[BEGIN]
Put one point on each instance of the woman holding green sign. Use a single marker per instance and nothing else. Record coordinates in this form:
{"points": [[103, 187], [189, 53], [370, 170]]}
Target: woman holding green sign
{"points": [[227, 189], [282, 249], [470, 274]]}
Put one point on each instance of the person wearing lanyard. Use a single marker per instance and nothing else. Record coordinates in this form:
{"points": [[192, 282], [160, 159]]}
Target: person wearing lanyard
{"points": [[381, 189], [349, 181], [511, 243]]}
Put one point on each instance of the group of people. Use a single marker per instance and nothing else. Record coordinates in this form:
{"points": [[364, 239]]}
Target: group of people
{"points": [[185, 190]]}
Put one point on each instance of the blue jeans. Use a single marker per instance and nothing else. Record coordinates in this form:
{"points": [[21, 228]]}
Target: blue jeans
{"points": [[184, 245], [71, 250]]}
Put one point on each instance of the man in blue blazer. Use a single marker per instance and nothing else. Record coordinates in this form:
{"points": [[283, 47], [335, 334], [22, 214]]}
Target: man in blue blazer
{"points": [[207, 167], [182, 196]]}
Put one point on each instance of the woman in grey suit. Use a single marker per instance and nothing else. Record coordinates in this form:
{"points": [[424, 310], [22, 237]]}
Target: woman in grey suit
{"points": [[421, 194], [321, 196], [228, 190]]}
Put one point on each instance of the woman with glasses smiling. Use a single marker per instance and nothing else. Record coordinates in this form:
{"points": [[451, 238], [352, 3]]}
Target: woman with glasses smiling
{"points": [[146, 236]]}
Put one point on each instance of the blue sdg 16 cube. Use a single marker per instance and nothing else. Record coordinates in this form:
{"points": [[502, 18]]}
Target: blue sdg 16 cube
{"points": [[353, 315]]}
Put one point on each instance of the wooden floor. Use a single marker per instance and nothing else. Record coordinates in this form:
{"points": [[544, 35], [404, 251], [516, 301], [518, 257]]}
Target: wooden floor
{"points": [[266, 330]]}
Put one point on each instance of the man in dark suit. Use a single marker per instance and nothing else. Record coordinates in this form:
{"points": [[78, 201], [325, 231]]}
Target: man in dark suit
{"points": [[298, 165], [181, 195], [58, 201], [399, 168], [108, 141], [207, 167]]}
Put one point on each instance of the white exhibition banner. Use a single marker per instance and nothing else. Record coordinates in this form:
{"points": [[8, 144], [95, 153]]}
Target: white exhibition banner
[END]
▶ YOUR TASK: Make a verbatim copy of every entry shown above.

▶ RESULT OF THIS EXERCISE:
Put one point on each instance of the woman holding green sign. Use a single marker per instance and nothing else. Record coordinates in this form:
{"points": [[103, 187], [189, 53], [370, 170]]}
Target: woman holding green sign
{"points": [[227, 189], [282, 249], [470, 274]]}
Put one point on each instance of the person wearing lanyard. Use a single marker per instance and nothing else. Record coordinates in this form:
{"points": [[192, 282], [160, 159]]}
Target: person wearing lanyard
{"points": [[381, 189], [349, 181], [511, 243]]}
Put one point on each instance of the group of people. Use a single marker per instance and nothing else. Record coordinates in this form:
{"points": [[364, 239]]}
Target: group of people
{"points": [[185, 190]]}
Put one point on each instance of the blue jeans. Use a single marker per instance and nothing else. Record coordinates in this form:
{"points": [[21, 228]]}
Target: blue jeans
{"points": [[184, 245], [71, 250]]}
Put one point on each instance of the man in blue blazer. Use a single marker per instance and nothing else. Record coordinates in this form:
{"points": [[283, 47], [335, 334], [22, 214]]}
Target: man in blue blazer
{"points": [[207, 167], [182, 196]]}
Put one point on each instance of the woman in grey suit. Use a single marker per instance and nothing else. Record coordinates in this form:
{"points": [[424, 310], [22, 237]]}
Target: woman in grey suit
{"points": [[421, 194], [321, 196], [228, 190]]}
Put one point on each instance of the woman with glasses smiling. Use a single marker per instance and nothing else. Record coordinates in this form:
{"points": [[451, 238], [352, 3]]}
Target: woman with glasses smiling
{"points": [[146, 236]]}
Put one point on each instance of the blue sdg 16 cube. Use a single marker per instance and nothing else. Record coordinates in this form:
{"points": [[502, 18]]}
Target: blue sdg 16 cube
{"points": [[353, 315]]}
Put one point on each instance of the wooden floor. Use a single marker per instance and nothing else. Record coordinates in this form:
{"points": [[544, 35], [404, 251], [516, 301], [518, 257]]}
Target: wooden floor
{"points": [[266, 330]]}
Put one point on each instance of the man in dark suit. Use a single marker per instance and nothing else. Record coordinates in this form:
{"points": [[78, 201], [325, 231]]}
Target: man in dark suit
{"points": [[298, 165], [181, 195], [58, 201], [399, 168], [108, 141], [207, 167]]}
Put one point on each instance of the white exhibition banner. Use a single marker per instance and nothing else. Record coordinates in this form:
{"points": [[8, 144], [95, 153]]}
Target: white exhibition banner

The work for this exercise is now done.